TEXTO SELECIONADO:
__________

Acórdão nº 0504/15 de Supremo Tribunal Administrativo (Portugal), 28 de Outubro de 2015

Magistrado ResponsávelARAG
Data da Resolução28 de Outubro de 2015
EmissorSupremo Tribunal Administrativo (Portugal)

Acordam os juízes da secção do Contencioso Tributário do Supremo Tribunal Administrativo: A…………….., Lda, inconformada, recorreu da sentença do Tribunal Administrativo e Fiscal de Viseu (TAF de Viseu) datada de 6 de Junho de 2014, que julgou totalmente improcedente a impugnação que deduzira contra o indeferimento do pedido de revisão oficiosa da autoliquidação de taxa de promoção relativa ao período mensal de Maio de 2002 no montante de € 12.948,38.

Alegou, tendo concluído como se segue: A.

O presente recurso vem interposto da sentença proferida pelo Tribunal Administrativo e Fiscal de Viseu que julgou improcedente a impugnação judicial do acto tributário relativo à taxa de promoção alegadamente devida ao Instituto da Vinha e do Vinho.

B.

Ao contrário do que foi defendido nos autos pelo IVV e acolhido pelo Tribunal a quo na sentença ora posta em crise, o processo de investigação à taxa de promoção que foi iniciado pela Comissão (processo C43/2004) não é «totalmente irrelevante para os presentes autos e para a fundamentação da pretensão da Impugnante» - cf. página 21 da sentença proferida nos autos -, sendo que neste entendimento radica o erro de julgamento que ocorreu em 1ª instância.

C.

__________

ITENS FORNECIDOS:

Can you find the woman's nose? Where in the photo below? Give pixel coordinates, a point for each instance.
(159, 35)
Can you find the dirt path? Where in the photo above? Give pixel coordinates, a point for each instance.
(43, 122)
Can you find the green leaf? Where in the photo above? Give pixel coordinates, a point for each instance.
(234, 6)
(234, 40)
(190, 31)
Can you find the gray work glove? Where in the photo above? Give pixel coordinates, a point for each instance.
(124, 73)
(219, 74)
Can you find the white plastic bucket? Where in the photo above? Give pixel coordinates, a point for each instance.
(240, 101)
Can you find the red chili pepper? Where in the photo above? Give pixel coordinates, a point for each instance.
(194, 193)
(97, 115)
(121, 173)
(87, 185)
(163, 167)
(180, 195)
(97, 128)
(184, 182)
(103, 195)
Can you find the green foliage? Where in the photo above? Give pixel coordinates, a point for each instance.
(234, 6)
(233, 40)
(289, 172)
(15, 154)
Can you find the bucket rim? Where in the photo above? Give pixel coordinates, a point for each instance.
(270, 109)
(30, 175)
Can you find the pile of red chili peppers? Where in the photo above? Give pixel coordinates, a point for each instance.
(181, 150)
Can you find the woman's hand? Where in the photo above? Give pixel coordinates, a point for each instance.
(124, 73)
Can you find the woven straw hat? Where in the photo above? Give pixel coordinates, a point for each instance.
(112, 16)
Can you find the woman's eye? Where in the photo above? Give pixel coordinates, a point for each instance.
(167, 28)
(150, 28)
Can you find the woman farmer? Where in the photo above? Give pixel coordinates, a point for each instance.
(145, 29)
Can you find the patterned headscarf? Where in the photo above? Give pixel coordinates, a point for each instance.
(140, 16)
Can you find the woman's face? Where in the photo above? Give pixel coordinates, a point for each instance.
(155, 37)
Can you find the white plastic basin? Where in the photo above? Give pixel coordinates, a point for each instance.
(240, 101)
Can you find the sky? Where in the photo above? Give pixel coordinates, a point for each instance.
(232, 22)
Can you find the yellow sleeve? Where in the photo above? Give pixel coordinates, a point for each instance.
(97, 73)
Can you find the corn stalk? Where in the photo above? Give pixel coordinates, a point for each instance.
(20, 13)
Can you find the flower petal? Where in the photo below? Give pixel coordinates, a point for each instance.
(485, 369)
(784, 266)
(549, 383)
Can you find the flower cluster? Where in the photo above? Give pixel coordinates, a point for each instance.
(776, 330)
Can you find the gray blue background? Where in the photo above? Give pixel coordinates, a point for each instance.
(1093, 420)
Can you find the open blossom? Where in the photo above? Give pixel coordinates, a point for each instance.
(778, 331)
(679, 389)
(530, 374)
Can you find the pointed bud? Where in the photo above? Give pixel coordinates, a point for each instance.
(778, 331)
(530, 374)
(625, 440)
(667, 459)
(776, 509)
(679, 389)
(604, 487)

__________

TAREFA PROPOSTA A:
No acórdão do Supremo Tribunal Administrativo sobre a taxa de promoção, qual é o montante da autoliquidação cuja revisão oficiosa foi indeferida?
TAREFA PROPOSTA B:
Reproduza fielmente o trecho do acórdão sobre a taxa de promoção que se inicia com as palavras "Acordam os juízes" e termina com "de € 12.948,38.".
TAREFA PROPOSTA C:
Prossiga a redação do acórdão sobre a taxa de promoção a partir do ponto em que o texto termina.

RESULTADO DA TAREFA A:
€ 12.948,38.

RESULTADO DA TAREFA B:
Acordam os juízes da secção do Contencioso Tributário do Supremo Tribunal Administrativo: A…………….., Lda, inconformada, recorreu da sentença do Tribunal Administrativo e Fiscal de Viseu (TAF de Viseu) datada de 6 de Junho de 2014, que julgou totalmente improcedente a impugnação que deduzira contra o indeferimento do pedido de revisão oficiosa da autoliquidação de taxa de promoção relativa ao período mensal de Maio de 2002 no montante de € 12.948,38.

RESULTADO DA TAREFA C:
Independentemente da eventual compatibilidade com o mercado comunitário da totalidade ou da parte do auxílio em questão relacionada com os vinhos produzidos em Portugal ou independentemente dos aspectos da mesma taxa que estão em investigação pela Comissão por suscitarem dúvidas quanto à respectiva compatibilidade com o mercado comum, verifica-se, no caso da taxa em causa dos autos, uma ilegalidade manifesta, decorrente da falta de notificação da medida à Comissão, ao arrepio do disposto no n.° 3 do artigo 88º do TCE (actual n.° 3 do artigo 108º do TFUE) e consequente proibição de execução de semelhante medida prevista no mesmo artigo.

D.

Essa ilegalidade encontra-se plenamente provada nos autos – cf. alíneas F), G) e H) dos factos provados e teor da decisão da Comissão Europeia de iniciar o procedimento contraditório C43/2004, junto aos autos pela A…………… -, pelo que o Tribunal a quo não podia ter decidido no sentido em que decidiu na sentença ora posta em crise.

E.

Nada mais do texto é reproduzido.